• [TO DO]: Format the records between the lines holding "Put a pin on every instance of the baby's hand" and "x=356 y=217", inclusive, as a two-column CSV headed record_text and marked_points. Give one row per record, with its text in the first column and its answer in the second, each in a quoted field with line breaks replaced by spaces.

####

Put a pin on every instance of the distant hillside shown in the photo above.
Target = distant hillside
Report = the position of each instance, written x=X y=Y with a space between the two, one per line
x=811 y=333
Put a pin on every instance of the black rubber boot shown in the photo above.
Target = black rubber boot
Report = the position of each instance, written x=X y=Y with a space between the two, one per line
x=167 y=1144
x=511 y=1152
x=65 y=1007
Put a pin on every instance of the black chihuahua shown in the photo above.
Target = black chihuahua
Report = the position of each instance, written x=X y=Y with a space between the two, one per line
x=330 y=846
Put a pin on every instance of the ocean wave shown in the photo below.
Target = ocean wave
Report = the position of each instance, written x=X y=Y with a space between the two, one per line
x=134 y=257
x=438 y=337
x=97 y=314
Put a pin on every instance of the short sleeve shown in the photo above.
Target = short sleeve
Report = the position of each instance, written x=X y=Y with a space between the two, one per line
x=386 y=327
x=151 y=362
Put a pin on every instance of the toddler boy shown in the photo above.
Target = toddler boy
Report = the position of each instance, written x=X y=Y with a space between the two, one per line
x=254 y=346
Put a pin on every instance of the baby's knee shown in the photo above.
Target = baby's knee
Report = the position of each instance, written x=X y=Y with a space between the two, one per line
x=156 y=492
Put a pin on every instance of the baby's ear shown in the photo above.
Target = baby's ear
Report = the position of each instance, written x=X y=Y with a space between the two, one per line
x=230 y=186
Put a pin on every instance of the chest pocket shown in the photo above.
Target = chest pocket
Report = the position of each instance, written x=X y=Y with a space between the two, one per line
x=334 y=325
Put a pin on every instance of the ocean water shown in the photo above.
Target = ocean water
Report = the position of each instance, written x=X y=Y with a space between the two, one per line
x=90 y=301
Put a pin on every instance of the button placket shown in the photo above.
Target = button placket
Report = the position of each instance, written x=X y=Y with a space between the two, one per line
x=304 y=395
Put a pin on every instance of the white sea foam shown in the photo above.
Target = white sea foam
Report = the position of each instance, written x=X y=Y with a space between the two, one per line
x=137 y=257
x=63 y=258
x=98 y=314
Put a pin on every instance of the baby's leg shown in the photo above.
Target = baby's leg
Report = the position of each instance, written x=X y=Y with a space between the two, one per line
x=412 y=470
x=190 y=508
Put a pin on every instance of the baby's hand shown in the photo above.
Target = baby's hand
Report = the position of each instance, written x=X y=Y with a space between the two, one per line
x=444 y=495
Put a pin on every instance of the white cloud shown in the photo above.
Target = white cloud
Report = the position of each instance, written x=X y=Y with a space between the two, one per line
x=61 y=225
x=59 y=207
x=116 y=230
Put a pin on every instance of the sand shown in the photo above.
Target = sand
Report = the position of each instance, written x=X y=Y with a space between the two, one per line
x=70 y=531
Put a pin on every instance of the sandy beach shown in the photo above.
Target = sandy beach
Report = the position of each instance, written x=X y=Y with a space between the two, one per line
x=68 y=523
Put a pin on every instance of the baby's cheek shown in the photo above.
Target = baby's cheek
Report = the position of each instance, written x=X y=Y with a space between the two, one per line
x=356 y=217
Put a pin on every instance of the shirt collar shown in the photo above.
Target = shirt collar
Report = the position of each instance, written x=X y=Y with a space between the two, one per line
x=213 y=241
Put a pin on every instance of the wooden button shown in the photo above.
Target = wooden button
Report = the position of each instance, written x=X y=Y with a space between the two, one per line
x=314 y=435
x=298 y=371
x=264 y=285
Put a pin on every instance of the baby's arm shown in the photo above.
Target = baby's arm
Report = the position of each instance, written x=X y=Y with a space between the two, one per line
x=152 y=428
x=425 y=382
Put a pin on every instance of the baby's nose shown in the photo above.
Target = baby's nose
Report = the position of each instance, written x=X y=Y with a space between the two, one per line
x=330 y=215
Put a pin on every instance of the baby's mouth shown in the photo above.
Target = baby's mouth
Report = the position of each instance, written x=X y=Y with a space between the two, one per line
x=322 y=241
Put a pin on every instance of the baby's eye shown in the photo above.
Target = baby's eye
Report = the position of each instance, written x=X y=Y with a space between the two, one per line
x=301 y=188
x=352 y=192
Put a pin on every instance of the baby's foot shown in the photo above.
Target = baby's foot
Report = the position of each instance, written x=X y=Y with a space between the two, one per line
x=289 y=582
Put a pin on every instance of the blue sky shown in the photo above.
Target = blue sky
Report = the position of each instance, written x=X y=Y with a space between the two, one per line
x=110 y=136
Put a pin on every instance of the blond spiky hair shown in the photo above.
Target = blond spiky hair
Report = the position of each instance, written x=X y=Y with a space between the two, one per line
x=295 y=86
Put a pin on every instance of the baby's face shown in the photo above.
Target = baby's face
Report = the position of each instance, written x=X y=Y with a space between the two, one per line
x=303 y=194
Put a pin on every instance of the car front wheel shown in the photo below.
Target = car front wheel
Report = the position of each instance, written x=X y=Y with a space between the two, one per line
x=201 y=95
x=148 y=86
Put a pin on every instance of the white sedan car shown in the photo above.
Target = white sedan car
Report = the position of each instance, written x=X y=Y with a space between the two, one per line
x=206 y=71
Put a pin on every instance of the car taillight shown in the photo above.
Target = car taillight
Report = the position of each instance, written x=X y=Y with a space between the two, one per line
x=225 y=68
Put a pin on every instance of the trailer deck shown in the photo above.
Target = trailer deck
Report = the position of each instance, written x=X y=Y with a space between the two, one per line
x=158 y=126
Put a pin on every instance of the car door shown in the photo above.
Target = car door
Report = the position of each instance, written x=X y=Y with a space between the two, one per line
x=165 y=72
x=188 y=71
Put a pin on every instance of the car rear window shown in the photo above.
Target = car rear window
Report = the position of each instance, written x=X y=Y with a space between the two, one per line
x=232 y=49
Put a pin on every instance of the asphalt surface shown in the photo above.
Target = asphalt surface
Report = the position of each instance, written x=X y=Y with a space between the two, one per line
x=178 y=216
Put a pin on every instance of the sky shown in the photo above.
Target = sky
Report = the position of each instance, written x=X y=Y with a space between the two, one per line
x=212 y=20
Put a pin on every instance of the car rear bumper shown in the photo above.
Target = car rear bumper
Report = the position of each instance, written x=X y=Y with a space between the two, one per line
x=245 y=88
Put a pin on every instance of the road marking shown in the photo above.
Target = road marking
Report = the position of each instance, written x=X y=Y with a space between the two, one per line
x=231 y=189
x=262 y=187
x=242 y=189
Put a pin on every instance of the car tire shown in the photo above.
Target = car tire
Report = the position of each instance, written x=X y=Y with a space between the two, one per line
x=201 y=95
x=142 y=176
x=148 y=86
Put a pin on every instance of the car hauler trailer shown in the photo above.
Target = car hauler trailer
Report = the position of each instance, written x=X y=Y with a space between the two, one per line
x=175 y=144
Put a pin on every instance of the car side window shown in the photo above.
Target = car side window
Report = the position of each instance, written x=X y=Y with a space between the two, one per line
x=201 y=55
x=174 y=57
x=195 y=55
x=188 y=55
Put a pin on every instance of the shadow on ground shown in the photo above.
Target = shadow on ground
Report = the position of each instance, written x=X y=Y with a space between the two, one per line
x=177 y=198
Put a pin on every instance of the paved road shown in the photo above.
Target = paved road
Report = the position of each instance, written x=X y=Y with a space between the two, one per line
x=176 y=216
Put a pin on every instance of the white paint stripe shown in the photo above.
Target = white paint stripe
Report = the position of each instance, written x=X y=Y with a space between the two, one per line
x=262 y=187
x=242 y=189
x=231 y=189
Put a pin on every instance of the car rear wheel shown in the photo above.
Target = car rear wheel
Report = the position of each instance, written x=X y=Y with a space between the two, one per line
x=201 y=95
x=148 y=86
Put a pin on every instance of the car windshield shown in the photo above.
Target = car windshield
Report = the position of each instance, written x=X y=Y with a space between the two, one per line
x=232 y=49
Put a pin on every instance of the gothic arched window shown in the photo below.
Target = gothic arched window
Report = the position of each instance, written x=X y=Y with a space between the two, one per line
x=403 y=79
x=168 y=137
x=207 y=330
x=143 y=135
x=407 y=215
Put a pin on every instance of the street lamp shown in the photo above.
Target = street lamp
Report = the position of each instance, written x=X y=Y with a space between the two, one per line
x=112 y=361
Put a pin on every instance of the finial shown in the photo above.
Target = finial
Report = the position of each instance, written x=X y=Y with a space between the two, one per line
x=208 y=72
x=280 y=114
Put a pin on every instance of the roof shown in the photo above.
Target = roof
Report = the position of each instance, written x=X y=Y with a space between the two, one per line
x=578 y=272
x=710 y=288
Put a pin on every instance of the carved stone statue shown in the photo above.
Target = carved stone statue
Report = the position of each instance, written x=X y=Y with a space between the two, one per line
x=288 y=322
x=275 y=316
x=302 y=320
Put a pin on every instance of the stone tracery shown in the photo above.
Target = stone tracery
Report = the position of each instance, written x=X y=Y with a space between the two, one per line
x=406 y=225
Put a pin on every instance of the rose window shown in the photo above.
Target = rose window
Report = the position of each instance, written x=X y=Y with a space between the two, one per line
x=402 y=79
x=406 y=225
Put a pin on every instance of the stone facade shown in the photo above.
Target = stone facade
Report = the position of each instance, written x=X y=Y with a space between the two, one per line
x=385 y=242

####

• [OUTPUT]:
record_text,marked_points
"Put a pin on every instance of the baby's hand shown in the photo above. Target = baby's hand Report = the position of each instance, written x=X y=Y with a space between the two, one per line","x=444 y=495"
"Put a pin on every instance of the white cloud shown in the photo above. Target = white cloud Report = the position of each instance, written x=X y=Y with a space between the two, one per line","x=61 y=225 x=59 y=207 x=116 y=230"
"Put a pin on every instance of the sand shown in the photo above. Target = sand Report = the position of each instance, written x=X y=Y with a space between the two, one per line","x=70 y=531"
"Put a pin on every instance of the sandy beach shown in the photo above. Target = sandy beach Report = the position of each instance, written x=X y=Y with a space between the two, one per line","x=68 y=523"
"Put a pin on every instance of the baby's cheek shown in the photo above. Target = baby's cheek Report = the position of each instance, written x=X y=Y with a space between the two, one per line","x=356 y=217"